**Work to be completed**. Could you format the rows from the very beginning through the line containing "91, 28, 99, 35" as a JSON list of strings, one string per line, with blank lines dropped?

☆ ☆ ☆ ☆ ☆ ☆ ☆

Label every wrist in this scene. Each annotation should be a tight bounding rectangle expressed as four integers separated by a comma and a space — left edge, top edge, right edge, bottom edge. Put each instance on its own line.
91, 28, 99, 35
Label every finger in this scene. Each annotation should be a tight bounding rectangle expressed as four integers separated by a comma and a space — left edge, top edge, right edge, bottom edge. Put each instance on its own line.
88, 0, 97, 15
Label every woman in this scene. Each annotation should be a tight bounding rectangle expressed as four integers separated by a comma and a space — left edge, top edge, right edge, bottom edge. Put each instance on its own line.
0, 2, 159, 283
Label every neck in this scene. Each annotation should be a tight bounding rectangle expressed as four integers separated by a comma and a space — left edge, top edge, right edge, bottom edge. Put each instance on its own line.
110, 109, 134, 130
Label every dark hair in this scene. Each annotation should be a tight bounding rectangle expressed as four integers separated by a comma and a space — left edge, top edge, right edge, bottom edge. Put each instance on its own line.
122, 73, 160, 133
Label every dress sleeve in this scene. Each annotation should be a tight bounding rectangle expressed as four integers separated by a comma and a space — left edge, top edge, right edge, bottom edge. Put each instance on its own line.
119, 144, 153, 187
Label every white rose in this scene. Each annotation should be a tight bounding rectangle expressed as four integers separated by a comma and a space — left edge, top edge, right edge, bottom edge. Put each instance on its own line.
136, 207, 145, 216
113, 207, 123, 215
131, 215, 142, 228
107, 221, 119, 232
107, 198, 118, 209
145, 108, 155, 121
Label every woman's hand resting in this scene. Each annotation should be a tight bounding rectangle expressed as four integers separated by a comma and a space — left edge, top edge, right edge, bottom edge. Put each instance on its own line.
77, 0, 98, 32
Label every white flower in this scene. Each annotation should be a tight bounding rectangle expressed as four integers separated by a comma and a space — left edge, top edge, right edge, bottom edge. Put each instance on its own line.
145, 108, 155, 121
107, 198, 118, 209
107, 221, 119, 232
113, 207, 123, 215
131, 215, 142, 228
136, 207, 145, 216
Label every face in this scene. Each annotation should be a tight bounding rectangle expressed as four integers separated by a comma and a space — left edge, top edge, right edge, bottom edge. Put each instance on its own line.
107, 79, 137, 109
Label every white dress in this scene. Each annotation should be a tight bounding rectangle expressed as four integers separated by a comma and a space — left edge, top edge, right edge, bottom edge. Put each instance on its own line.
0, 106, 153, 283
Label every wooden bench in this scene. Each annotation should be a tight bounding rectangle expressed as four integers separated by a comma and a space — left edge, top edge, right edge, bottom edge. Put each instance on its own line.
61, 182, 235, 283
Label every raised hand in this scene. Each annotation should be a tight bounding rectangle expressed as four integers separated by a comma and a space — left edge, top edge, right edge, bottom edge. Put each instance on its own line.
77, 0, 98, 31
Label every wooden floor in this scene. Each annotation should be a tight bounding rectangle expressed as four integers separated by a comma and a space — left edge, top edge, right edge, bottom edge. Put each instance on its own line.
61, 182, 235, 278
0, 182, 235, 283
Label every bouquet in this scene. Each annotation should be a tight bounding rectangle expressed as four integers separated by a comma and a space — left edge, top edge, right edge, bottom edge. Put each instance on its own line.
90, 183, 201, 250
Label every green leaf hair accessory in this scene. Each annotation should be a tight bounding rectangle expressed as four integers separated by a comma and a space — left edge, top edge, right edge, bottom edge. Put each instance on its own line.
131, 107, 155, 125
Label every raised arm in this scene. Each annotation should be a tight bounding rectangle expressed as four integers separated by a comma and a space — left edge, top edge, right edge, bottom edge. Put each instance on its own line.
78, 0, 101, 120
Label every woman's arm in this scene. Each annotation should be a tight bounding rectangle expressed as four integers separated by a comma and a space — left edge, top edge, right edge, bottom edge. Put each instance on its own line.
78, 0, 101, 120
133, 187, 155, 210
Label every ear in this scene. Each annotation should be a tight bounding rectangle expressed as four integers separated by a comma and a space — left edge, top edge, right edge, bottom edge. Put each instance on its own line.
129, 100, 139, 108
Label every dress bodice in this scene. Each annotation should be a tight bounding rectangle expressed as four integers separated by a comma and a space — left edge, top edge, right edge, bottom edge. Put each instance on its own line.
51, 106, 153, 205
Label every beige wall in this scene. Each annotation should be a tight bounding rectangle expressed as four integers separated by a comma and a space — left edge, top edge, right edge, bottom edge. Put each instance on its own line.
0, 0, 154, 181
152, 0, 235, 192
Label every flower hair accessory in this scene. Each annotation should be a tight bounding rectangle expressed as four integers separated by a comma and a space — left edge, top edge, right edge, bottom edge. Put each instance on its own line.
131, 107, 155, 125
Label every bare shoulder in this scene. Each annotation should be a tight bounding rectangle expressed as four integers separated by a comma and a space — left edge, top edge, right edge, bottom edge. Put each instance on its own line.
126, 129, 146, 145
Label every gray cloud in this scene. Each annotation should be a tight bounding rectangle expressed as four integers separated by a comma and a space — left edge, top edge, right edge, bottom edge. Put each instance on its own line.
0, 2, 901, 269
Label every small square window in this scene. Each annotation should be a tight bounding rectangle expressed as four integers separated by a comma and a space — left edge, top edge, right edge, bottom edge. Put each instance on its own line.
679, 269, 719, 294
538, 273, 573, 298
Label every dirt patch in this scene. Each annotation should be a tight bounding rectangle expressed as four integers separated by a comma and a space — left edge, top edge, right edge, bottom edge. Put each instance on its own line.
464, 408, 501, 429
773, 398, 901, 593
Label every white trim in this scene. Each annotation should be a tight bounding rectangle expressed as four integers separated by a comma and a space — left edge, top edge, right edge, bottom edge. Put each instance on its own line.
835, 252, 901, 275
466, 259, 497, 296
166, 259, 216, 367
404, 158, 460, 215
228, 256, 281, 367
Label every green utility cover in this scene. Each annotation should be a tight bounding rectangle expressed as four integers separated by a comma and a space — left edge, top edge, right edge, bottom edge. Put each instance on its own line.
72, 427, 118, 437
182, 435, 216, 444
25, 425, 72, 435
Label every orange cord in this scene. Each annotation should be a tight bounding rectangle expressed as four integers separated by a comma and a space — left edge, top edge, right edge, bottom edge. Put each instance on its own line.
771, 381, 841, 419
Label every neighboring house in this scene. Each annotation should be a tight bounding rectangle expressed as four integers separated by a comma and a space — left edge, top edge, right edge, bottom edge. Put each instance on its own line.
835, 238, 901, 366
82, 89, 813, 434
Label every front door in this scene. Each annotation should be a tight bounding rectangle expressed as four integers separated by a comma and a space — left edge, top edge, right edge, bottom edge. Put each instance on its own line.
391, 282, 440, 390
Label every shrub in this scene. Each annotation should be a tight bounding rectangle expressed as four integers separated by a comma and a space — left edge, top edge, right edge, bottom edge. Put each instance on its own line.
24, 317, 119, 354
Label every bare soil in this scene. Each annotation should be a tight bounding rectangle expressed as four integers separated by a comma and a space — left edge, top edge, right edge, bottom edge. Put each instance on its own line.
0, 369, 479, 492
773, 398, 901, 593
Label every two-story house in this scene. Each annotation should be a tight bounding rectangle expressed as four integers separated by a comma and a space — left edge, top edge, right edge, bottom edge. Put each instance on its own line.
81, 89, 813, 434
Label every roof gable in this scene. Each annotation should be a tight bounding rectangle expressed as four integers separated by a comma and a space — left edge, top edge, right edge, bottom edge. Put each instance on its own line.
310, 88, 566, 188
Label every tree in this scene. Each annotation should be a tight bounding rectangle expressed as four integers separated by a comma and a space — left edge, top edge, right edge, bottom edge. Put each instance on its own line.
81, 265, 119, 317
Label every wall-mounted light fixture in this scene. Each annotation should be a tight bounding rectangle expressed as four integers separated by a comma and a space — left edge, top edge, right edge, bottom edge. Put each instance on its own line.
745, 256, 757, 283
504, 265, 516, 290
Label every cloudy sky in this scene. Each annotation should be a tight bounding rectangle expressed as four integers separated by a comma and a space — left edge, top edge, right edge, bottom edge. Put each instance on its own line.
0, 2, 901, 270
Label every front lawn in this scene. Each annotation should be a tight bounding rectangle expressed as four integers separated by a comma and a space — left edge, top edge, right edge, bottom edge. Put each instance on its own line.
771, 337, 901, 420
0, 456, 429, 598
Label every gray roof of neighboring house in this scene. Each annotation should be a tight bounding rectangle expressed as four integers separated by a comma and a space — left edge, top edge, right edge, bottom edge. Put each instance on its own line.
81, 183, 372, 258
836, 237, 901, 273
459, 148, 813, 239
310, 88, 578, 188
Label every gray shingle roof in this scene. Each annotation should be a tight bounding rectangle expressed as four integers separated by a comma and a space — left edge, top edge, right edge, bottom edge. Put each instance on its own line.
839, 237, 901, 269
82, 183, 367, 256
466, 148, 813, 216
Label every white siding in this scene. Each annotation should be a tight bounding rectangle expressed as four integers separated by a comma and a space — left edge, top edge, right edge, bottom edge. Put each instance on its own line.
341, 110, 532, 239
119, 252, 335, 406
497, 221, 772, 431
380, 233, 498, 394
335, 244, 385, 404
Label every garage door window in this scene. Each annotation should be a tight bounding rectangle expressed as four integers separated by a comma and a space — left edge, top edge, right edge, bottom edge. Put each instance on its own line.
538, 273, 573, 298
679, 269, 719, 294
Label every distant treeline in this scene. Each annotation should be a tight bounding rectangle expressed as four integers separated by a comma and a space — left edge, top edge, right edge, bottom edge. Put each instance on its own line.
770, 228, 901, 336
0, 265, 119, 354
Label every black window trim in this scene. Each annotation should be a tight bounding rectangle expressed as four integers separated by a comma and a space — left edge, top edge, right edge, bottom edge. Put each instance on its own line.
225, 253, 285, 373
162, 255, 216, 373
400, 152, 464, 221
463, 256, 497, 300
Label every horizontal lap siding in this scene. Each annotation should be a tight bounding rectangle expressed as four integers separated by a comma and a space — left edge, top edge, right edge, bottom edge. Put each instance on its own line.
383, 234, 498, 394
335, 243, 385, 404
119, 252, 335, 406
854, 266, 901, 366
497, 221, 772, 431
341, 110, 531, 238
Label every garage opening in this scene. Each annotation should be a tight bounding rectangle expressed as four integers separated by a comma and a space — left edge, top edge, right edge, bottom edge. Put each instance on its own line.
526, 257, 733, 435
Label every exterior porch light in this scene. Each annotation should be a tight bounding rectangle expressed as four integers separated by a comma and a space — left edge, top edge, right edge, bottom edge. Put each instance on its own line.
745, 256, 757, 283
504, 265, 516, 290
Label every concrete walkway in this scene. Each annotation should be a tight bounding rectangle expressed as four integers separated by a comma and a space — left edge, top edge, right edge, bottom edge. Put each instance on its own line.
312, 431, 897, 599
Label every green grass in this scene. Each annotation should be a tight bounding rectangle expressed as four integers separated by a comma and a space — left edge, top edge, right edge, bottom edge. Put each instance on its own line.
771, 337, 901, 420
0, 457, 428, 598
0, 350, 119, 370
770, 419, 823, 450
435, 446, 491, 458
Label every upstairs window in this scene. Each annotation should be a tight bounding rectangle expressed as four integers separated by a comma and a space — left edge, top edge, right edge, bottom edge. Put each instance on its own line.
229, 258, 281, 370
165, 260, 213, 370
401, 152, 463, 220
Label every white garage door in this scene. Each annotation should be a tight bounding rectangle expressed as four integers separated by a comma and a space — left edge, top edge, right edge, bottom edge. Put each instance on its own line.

☆ ☆ ☆ ☆ ☆ ☆ ☆

**Full response**.
[
  "Label every wrist in this scene. Each annotation should be a tight bounding rectangle expressed as four integers separated by a comma and a space — left edge, top edge, right edge, bottom edge. Put each instance on its own line.",
  "91, 28, 99, 35"
]